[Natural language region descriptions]
————
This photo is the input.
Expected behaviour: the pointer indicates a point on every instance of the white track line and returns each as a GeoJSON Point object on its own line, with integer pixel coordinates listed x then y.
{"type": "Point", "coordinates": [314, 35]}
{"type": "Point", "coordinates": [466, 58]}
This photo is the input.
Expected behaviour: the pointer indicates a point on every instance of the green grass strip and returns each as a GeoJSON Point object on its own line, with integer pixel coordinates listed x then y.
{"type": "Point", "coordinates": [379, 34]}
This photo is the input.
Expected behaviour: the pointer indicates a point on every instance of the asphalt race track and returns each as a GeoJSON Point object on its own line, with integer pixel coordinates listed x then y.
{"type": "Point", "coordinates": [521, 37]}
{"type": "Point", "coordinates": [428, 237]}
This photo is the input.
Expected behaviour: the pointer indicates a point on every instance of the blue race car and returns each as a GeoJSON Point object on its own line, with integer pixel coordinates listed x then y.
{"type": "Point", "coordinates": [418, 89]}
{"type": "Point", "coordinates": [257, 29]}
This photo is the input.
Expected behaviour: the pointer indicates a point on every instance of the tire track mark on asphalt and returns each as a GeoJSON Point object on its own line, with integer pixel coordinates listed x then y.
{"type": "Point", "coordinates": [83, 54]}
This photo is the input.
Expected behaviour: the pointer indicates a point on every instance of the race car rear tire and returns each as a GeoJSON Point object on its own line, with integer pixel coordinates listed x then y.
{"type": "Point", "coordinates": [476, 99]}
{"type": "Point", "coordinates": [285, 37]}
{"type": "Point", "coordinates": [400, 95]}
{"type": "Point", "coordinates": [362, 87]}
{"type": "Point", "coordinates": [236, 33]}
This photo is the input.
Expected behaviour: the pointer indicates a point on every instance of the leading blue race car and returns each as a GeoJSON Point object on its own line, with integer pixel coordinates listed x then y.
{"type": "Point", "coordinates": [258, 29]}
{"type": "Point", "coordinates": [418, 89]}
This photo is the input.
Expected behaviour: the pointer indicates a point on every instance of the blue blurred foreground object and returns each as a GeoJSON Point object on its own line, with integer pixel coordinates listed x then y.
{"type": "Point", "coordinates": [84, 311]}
————
Description of the task -> Please transcribe exactly the line containing "of the leading" and every line after it through the end of the records, and nothing else.

Answer for the task ->
Expected behaviour: the pointer indicates a point on every instance of the leading blue race car and returns each as a GeoJSON Point object on its own line, with integer pixel coordinates listed x then y.
{"type": "Point", "coordinates": [258, 29]}
{"type": "Point", "coordinates": [418, 89]}
This photo is the input.
Expected behaviour: the pointer indicates a point on every instance of the blue blurred foreground object and returns each as a GeoJSON Point object on its own line, with integer pixel coordinates listed x then y.
{"type": "Point", "coordinates": [84, 311]}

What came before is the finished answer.